--- Supplied information ---

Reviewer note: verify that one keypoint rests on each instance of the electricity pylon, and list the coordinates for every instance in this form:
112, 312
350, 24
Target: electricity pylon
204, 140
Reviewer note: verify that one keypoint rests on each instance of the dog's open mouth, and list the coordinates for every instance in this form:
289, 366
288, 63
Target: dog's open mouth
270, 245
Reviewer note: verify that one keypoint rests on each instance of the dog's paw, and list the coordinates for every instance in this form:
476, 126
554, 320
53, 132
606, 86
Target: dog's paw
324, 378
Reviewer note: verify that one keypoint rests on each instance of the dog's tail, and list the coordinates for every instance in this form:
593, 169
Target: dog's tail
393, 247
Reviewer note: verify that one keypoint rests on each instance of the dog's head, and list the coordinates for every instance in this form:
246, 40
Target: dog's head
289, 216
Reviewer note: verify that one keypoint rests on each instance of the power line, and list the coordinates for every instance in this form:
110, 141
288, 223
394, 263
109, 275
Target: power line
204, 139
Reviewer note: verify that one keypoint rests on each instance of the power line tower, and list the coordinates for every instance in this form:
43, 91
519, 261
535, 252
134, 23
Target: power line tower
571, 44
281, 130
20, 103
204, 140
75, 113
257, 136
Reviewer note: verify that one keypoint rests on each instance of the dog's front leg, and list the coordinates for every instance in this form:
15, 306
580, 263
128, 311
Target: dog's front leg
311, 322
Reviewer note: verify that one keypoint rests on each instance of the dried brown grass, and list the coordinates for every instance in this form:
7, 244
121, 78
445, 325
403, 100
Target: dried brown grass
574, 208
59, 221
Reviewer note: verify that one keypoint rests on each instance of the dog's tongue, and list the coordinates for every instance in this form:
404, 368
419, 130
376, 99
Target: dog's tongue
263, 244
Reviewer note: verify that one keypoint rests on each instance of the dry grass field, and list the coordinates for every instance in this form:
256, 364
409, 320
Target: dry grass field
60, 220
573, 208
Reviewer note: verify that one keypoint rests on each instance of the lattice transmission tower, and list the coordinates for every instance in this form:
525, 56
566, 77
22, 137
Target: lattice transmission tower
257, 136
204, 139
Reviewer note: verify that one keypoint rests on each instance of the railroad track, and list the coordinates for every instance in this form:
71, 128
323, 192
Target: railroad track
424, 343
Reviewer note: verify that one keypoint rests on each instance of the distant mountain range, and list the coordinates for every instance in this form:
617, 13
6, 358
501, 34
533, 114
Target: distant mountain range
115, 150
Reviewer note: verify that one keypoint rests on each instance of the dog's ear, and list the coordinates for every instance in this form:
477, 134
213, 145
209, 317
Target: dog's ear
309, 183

---

▶ _What to produce_
The entries above must be transcribed word for word.

▶ _Answer box_
Reviewer note: verify that one keypoint rests on each instance of the electricity pylon, and list the coordinates for every instance in this form:
112, 312
350, 24
Target: electricity pylon
204, 140
Reviewer note: verify that one keypoint rests on each instance of the dog's open mouth, and list the coordinates for every instance in this form:
289, 366
288, 63
Target: dog's open mouth
270, 245
Reviewer note: verify that one keypoint rests on each instance of the dog's paw, and list the coordinates for every instance in this form:
476, 126
554, 320
53, 132
606, 86
Target: dog's paw
324, 378
Reviewer note: verify that one keypoint rests on each instance of the dog's tail, and list the coordinates for every instance in this form:
593, 169
Target: dog's tail
393, 247
Reviewer note: verify that one keypoint rests on each instance of the dog's head, and list the coordinates for every instance in this form:
246, 40
Target: dog's head
289, 216
Reviewer note: verify that one keypoint rests on each instance of the power line, and list the coordinates for every instance in this form:
110, 141
288, 223
394, 263
109, 275
Target: power line
204, 139
Reviewer note: verify that one keypoint rests on each instance of the power line tower, and list the coordinates for every instance in this form:
43, 91
519, 261
535, 252
134, 23
Target: power line tower
571, 44
281, 130
20, 103
204, 140
75, 113
257, 136
Reviewer note: verify that one keypoint rests on each instance of the dog's front leg, and list the coordinates for every instance in this form:
15, 306
580, 263
128, 311
Target: dog's front leg
311, 322
Reviewer note: verify that one keypoint rests on each instance of the dried brown grass, and list the coordinates for every instance in this form:
7, 244
121, 78
445, 325
403, 100
Target: dried brown grass
574, 208
59, 221
Reviewer note: verify that one keypoint rests on each instance of the dog's tongue, and list the coordinates for every instance in this form:
404, 368
419, 130
376, 99
Target: dog's tongue
263, 244
Reviewer note: verify that one keypoint rests on each instance of the dry grass field, and list the coordinates for every instance in this form:
256, 364
409, 320
Target: dry grass field
60, 220
573, 208
Reviewer note: verify that one keypoint rests on each instance of the lattice transmission tower, and list the coordinates for every instance in this form:
525, 56
566, 77
22, 137
Target: lattice transmission tower
257, 136
204, 139
Reviewer note: verify that one keypoint rests on each instance of the railroad track, and list the coordinates for every instance in this form:
71, 128
323, 192
Target: railroad track
424, 343
Reviewer note: verify that one keypoint rests on each instance of the distant mountain range, and list the coordinates for every instance in this form:
617, 13
6, 358
501, 34
533, 114
Target: distant mountain range
115, 150
Reviewer note: verify that one keypoint rests on each instance of the dog's ear, and list the coordinates for every instance in this form:
477, 134
213, 145
209, 317
Target: dog's ear
309, 183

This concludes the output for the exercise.